EXERCISE INSTRUCTIONS: Count the lines in the listing below that contain the string "stone", treating uppercase and lowercase as different. Give only the number.

MATERIAL:

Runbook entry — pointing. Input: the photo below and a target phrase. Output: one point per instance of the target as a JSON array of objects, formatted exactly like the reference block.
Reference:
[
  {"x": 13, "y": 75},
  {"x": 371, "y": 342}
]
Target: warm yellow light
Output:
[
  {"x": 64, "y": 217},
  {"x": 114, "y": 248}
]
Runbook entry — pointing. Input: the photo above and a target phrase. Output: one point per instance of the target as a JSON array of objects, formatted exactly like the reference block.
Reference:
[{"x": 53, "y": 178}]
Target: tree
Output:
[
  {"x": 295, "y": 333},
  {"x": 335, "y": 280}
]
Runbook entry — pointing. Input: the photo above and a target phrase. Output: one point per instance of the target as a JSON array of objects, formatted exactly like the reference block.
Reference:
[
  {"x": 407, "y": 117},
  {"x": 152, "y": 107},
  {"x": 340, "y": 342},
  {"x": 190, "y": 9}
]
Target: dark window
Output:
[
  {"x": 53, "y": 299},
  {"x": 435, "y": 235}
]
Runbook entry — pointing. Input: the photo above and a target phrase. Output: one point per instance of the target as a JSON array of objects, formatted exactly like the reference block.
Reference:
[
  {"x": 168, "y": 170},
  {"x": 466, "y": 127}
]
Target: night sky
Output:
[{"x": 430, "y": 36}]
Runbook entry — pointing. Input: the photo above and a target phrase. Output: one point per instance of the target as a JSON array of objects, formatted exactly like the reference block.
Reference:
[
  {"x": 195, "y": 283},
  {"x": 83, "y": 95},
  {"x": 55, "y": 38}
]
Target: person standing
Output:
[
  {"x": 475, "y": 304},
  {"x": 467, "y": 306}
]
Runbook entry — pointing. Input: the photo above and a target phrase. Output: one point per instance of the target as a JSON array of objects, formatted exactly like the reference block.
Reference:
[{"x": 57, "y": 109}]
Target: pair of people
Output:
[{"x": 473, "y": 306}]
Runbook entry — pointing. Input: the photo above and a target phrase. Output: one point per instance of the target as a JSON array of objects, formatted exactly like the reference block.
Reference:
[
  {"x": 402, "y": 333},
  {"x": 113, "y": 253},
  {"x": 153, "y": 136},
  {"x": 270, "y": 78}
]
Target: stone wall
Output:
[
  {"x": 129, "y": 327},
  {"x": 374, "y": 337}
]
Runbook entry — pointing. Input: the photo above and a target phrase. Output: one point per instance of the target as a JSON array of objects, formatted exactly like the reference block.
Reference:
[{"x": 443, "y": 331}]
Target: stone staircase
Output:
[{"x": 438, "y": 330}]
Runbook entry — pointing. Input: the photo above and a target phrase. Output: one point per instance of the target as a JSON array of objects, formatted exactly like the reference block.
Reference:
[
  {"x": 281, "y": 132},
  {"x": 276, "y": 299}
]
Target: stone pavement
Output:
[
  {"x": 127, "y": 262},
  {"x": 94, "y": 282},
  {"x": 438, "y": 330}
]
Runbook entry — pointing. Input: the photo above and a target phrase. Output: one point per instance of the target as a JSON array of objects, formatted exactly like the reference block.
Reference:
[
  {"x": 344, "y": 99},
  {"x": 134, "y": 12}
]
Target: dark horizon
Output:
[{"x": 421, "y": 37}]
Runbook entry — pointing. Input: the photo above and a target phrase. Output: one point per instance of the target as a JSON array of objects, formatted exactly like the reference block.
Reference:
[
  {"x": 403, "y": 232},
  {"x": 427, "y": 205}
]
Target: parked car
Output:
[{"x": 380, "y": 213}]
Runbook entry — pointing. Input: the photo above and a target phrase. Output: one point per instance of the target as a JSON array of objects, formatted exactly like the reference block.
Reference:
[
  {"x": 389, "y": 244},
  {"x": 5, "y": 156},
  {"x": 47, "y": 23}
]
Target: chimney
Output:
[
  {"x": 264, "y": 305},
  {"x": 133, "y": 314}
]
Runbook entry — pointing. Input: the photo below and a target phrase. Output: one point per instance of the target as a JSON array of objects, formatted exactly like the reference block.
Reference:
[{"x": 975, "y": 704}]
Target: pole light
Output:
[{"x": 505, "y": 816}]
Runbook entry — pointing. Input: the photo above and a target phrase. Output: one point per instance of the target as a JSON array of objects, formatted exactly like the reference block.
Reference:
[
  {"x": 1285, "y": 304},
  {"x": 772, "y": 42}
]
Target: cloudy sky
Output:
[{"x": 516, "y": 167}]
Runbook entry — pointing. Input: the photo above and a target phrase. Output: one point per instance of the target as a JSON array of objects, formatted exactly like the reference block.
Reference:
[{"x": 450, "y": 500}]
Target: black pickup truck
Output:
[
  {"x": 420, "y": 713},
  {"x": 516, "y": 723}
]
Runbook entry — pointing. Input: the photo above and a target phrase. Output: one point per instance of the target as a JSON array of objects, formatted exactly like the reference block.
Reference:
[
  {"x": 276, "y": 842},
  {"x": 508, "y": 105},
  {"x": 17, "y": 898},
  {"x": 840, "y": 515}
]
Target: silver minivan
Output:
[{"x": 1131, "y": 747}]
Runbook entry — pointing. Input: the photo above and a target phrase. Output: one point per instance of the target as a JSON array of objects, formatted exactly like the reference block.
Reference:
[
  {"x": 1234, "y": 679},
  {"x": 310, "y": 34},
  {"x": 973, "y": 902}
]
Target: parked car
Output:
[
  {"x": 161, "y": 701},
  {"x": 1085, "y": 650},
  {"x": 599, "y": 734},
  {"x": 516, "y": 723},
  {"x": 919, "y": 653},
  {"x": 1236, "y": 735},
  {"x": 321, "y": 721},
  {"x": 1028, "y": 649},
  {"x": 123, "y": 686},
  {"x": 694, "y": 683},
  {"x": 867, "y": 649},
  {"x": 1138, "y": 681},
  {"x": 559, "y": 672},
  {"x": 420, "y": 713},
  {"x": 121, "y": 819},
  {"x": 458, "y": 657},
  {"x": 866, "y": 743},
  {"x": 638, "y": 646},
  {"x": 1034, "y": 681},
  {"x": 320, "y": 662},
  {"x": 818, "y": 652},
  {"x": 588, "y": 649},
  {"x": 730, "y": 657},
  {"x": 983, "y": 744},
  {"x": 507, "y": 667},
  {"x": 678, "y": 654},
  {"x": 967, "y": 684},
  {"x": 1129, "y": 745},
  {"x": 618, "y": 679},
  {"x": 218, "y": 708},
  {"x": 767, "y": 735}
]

WRITTEN ANSWER: 3